• Vorliegender Auszug:
=-=-=

Ich seh hier keine Grenzfälle, sondern Alltagssituationen.



> Er findet es abscheulich, dass sich die Online-Community darüber freut, möglicherweise einen Beitrag zum Verlust seines Arbeitsplatzes getan zu haben.


 Wenn sich ein Mensch als Arschloch darstellt, dem die Kunden scheißegal zu sein scheinen, dann freue ich mich darüber, daß dieses Arschloch zukünftig nicht mehr das Niveau der Kundenfreundlichkeit dieser Firma nach unten zieht.

Wer nicht als Arschloch behandelt werden will, sollte sich schlicht nicht so benehmen - lernt man eigentlich irgendwann beim Erwachsenwerden.


----------



## doomkeeper (13. April 2013)

The_Final schrieb:


> Du glaubst also, wenn nun zB CoD35: Intergalactic Warfare mit AO 57.000.000 Käufer hat, wird der Publisher wegen 10.000 Flamern und ein paar tausend konsequenten AO-Verweigerern zurückrudern? Ich sag es nur ungern, aber für eine "Gegenbewegung" brauchst du mehr als das kleine Grüppchen Core-Gamer, das sich in Foren rumtreibt, um über Games zu diskutieren.


 
Jede Bewegung fängt klein an. Vor allem in unserem Internetzeitalter
bewirkt ein Shitstorm durchaus sein Wunder.

Das hat auch nix mit Core vs Casual zu tun sondern 
ein gesunder Menschenverstand.

Und an dieser Stelle kritisiere ich auch viele Redakteure die
über solche Probleme locker drüber hinwegsehen
und Produkte sogar belohnen.

Eine positive Produktbewertung für ein Always Online Produkt (welches nicht benötigt wird)
ist einfach nicht akzeptabel. Dieses Thema muss endlich kritisch und offen behandelt werden
UND vor allem muss es sich auf die Wertung erheblich auswirken.

=-=-=

• Extrahierte Einträge:
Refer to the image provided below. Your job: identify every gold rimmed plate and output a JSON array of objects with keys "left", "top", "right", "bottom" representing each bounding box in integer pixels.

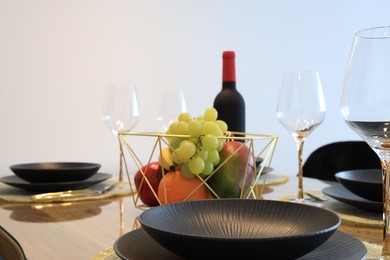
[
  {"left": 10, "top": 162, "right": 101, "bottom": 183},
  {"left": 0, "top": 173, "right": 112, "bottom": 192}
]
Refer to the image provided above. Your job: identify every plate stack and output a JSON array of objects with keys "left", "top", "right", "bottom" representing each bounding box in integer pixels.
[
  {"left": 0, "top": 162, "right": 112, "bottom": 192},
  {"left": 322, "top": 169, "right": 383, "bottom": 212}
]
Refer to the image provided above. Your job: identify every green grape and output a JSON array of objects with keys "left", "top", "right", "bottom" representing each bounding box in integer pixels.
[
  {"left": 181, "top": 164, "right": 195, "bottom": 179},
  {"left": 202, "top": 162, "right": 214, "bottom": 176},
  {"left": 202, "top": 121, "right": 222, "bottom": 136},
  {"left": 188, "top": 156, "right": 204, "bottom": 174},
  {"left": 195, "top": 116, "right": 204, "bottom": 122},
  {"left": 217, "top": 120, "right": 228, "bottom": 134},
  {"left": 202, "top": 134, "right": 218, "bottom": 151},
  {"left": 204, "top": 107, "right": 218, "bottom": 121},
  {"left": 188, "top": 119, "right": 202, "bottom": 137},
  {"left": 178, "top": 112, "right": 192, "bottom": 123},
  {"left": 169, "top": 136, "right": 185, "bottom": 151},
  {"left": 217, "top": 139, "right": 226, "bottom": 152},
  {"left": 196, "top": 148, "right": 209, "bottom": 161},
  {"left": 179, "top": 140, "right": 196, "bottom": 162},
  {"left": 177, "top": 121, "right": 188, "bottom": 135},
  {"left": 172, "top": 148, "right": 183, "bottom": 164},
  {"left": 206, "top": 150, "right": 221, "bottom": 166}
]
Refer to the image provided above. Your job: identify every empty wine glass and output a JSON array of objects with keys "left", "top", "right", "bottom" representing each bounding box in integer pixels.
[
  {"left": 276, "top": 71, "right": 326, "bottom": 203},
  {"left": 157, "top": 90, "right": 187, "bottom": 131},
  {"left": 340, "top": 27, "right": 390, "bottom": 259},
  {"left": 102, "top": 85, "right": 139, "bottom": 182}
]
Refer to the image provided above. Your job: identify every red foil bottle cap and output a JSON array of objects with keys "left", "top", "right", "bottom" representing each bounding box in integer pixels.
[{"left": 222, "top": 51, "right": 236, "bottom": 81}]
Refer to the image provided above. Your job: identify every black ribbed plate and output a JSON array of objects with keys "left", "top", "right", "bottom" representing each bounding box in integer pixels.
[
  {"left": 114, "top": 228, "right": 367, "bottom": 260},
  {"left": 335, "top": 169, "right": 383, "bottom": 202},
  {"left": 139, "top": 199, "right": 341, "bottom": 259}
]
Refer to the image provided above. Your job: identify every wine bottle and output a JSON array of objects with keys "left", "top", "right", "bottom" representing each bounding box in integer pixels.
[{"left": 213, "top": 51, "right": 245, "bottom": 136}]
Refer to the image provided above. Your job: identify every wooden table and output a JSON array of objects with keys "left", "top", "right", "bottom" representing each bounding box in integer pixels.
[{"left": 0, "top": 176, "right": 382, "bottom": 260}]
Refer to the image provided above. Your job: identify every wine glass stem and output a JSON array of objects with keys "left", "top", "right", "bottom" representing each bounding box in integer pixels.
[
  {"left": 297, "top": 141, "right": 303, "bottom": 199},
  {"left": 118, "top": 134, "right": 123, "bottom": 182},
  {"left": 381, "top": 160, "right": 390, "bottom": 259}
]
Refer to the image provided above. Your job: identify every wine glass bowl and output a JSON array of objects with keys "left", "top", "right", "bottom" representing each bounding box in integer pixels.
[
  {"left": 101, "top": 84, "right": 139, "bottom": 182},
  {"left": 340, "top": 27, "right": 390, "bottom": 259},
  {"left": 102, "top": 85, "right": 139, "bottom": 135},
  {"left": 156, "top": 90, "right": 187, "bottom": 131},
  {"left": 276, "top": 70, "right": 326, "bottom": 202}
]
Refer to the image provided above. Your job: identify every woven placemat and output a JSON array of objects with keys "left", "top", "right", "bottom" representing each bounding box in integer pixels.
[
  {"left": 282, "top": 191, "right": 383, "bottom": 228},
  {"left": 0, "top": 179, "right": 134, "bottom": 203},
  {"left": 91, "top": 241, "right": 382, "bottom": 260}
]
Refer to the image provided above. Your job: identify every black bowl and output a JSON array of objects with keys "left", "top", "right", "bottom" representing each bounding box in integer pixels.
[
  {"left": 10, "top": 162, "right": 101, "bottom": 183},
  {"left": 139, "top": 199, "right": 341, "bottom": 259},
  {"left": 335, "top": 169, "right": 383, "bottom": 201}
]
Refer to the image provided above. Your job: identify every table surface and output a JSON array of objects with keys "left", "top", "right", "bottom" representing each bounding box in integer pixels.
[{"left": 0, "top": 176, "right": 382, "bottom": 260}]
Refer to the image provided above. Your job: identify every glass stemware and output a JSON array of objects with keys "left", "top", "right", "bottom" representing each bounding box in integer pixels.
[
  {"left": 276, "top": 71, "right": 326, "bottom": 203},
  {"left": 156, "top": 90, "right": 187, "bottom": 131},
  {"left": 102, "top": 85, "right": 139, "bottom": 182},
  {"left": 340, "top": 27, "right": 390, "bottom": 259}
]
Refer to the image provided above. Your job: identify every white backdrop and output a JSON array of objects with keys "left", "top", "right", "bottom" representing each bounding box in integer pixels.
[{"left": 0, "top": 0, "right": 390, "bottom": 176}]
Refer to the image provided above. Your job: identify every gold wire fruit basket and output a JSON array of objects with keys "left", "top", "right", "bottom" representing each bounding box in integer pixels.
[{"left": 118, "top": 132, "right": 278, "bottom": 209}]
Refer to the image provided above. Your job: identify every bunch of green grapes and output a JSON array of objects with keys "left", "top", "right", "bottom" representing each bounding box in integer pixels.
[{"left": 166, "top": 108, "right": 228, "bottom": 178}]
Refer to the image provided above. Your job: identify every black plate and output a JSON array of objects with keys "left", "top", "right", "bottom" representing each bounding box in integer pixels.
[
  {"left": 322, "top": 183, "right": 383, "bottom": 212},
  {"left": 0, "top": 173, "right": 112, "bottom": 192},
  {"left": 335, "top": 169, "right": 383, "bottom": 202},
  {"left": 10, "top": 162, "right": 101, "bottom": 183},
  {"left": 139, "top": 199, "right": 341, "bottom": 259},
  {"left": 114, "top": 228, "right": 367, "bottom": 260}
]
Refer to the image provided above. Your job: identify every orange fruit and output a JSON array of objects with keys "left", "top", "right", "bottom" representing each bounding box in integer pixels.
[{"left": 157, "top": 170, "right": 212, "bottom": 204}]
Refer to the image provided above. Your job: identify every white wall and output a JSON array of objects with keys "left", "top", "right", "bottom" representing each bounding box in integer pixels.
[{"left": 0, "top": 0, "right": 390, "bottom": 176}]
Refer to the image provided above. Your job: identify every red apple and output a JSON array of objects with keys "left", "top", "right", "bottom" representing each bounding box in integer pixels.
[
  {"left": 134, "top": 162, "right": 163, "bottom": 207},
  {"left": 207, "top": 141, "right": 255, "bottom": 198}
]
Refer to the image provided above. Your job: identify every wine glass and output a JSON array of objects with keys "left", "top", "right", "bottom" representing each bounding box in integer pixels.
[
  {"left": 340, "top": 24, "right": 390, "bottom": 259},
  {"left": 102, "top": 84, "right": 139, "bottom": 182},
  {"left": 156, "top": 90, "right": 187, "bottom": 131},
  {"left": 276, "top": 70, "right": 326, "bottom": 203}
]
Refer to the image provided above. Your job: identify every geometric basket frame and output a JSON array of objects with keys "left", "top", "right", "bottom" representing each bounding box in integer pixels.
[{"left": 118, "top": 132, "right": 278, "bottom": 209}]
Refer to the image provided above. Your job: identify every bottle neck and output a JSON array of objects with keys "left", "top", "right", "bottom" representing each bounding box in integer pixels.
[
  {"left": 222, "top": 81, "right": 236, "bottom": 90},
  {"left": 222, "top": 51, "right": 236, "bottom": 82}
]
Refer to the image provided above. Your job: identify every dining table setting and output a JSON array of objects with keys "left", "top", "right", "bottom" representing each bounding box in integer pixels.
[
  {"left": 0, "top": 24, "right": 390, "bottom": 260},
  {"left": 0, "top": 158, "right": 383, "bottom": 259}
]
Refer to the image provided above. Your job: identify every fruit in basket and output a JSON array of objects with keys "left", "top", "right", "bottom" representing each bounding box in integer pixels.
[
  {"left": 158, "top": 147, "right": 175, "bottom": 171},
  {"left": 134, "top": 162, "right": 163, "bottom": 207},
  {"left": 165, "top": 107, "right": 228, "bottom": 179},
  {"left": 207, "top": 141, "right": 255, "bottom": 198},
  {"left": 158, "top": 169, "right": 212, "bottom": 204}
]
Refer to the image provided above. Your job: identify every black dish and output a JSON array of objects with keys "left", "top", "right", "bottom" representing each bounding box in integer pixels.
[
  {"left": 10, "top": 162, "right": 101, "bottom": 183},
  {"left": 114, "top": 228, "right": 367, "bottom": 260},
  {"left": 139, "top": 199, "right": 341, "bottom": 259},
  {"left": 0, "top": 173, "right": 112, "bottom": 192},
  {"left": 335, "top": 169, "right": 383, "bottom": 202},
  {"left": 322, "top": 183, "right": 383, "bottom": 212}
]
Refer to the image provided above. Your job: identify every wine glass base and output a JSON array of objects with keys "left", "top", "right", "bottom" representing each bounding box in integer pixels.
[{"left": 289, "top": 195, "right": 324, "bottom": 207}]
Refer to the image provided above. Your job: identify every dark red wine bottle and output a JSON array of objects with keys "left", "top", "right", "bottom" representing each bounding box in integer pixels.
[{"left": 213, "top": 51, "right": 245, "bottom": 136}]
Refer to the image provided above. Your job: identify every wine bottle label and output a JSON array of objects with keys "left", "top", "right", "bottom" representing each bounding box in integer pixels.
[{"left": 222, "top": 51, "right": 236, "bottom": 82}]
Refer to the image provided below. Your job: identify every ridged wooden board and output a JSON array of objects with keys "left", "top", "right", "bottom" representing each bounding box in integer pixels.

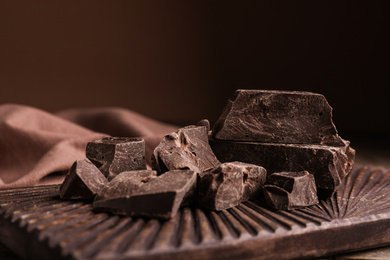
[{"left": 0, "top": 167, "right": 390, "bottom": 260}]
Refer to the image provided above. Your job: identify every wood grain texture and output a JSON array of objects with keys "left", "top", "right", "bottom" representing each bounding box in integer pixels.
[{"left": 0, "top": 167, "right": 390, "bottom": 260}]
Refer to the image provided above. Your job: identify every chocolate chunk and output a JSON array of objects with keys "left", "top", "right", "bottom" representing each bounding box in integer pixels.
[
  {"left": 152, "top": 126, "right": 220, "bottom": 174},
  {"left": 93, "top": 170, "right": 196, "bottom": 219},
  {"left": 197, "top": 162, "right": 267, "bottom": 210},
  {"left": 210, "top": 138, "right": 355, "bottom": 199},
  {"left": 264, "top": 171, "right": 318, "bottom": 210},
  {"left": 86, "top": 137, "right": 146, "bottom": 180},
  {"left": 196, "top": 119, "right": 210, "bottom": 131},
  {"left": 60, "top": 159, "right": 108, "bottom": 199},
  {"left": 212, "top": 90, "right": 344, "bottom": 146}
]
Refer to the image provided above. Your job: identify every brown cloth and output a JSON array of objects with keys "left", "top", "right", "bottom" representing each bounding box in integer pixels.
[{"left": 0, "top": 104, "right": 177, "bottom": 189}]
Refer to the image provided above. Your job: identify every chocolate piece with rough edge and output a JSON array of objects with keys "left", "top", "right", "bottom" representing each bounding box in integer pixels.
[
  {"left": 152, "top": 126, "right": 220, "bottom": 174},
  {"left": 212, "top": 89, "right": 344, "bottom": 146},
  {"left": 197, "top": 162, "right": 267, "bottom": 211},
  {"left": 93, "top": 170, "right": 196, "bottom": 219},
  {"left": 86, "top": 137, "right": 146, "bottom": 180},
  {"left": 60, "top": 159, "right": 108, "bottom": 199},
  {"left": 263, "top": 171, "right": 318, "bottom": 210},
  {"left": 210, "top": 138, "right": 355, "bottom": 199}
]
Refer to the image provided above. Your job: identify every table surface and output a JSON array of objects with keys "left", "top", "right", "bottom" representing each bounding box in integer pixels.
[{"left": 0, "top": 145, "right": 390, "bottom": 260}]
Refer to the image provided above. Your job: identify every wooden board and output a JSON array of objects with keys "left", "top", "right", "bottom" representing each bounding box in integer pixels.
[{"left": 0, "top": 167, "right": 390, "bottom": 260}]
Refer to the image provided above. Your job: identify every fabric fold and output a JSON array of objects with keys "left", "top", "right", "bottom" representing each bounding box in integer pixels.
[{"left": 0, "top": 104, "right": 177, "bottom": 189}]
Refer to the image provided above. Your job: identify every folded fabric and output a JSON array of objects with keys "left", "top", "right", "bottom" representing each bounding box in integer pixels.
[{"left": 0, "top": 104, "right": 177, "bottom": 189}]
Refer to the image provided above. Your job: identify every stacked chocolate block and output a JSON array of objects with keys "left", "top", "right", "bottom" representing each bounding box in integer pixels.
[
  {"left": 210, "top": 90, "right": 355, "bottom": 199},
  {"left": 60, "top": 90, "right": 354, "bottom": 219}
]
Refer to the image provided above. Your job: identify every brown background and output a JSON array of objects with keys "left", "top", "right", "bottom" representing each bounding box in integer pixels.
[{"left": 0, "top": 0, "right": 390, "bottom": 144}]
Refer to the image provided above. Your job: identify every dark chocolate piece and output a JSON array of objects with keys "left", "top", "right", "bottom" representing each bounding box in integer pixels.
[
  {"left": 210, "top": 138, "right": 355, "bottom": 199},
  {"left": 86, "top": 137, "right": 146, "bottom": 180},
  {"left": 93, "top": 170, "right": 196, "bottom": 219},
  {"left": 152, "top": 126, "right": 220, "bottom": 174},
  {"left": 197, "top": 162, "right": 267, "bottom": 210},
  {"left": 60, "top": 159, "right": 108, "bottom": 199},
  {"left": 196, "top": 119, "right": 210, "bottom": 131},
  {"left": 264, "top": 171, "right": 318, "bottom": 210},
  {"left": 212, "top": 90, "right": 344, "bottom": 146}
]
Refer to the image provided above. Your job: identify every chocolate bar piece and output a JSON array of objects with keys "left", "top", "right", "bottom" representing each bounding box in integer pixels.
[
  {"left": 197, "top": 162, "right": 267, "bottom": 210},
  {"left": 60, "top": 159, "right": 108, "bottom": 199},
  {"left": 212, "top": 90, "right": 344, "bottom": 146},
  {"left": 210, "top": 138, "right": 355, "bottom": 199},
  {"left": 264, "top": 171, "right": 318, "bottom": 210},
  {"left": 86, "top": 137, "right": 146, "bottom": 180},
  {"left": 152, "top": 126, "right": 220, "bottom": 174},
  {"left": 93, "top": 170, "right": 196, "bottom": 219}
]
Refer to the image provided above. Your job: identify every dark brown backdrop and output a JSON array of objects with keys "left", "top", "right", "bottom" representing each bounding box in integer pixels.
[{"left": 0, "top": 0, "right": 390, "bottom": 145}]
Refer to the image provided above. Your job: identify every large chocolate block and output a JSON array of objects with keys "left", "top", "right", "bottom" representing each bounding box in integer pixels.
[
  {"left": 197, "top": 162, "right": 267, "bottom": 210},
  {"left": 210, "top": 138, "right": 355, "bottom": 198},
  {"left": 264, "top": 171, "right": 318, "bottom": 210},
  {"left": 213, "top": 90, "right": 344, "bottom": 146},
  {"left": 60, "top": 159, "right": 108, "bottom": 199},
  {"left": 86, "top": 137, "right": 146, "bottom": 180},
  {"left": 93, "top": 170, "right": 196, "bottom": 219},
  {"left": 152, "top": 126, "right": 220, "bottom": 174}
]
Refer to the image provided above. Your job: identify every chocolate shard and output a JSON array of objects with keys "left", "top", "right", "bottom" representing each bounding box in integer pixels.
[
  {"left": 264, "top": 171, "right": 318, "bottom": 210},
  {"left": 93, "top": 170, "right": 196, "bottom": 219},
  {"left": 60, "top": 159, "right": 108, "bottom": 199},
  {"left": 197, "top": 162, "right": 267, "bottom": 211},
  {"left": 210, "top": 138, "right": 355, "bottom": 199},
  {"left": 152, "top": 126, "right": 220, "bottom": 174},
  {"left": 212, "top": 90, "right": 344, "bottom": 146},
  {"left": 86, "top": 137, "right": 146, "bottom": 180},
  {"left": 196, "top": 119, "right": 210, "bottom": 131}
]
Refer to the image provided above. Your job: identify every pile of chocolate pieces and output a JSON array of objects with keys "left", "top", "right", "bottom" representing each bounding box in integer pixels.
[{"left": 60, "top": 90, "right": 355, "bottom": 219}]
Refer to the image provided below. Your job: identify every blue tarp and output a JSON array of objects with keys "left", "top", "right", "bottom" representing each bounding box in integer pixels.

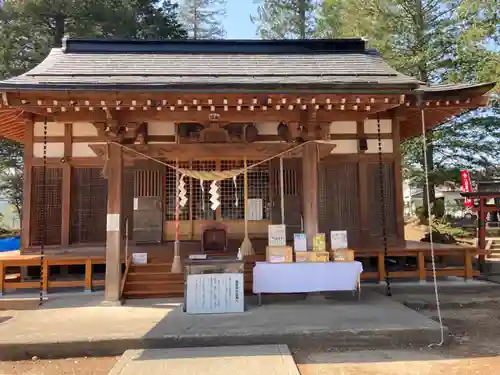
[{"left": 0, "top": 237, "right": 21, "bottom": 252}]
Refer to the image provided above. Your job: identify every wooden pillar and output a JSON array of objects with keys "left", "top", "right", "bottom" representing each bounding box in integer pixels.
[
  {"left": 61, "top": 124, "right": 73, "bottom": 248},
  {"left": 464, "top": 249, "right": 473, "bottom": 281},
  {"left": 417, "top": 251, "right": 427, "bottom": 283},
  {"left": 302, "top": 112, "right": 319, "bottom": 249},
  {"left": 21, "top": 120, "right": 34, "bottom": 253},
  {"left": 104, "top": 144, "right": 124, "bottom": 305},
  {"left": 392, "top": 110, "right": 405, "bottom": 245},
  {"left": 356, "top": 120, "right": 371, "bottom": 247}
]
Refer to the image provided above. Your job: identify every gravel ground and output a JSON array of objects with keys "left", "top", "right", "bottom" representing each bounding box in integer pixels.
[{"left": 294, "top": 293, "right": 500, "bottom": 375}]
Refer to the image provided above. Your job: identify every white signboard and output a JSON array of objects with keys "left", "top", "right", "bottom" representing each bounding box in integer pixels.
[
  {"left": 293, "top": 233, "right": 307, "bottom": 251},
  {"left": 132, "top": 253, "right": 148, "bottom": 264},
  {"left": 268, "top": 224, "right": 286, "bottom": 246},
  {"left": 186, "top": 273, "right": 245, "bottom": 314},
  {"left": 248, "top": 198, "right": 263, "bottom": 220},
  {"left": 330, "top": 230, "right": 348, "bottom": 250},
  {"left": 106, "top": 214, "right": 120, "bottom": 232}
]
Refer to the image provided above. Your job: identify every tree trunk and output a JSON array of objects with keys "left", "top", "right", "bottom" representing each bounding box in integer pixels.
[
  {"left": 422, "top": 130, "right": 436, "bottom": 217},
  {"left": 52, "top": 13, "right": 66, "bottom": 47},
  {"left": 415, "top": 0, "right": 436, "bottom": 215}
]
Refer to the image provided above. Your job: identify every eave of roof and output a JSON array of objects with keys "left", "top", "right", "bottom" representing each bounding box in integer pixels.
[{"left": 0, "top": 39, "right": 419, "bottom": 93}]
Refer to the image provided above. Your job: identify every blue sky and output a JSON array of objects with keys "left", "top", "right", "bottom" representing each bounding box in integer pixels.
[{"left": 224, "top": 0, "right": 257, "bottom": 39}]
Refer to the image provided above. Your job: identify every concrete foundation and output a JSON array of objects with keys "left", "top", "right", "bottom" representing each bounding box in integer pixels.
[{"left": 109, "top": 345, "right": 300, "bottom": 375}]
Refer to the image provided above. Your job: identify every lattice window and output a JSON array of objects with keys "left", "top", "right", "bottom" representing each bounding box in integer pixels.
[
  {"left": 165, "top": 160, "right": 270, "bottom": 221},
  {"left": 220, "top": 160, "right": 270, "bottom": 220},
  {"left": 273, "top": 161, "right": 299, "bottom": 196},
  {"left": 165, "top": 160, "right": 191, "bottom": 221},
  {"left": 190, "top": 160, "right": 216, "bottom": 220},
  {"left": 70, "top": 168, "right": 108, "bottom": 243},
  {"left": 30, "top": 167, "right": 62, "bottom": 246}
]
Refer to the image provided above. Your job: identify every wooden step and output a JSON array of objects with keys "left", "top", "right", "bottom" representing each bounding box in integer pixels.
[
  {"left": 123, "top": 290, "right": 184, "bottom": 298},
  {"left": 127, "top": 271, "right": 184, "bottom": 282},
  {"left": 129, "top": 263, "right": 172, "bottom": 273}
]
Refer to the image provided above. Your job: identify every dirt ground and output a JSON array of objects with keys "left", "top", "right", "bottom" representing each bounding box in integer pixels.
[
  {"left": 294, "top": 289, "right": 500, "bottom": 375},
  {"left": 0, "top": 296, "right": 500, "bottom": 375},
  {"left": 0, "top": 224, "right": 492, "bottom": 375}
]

=-=-=

• Die Aufgabe: Gib bitte den Auszug erneut wieder: Beginne bei der Stelle mit „Und an dieser“ und höre nach „Wertung erheblich auswirken.“ auf. Benenne dabei „Redakteure“ in „Tester“ um. Die Einträge werden hierfür nicht gebraucht.

• Vollständige Antwort:
Und an dieser Stelle kritisiere ich auch viele Tester die
über solche Probleme locker drüber hinwegsehen
und Produkte sogar belohnen.

Eine positive Produktbewertung für ein Always Online Produkt (welches nicht benötigt wird)
ist einfach nicht akzeptabel. Dieses Thema muss endlich kritisch und offen behandelt werden
UND vor allem muss es sich auf die Wertung erheblich auswirken.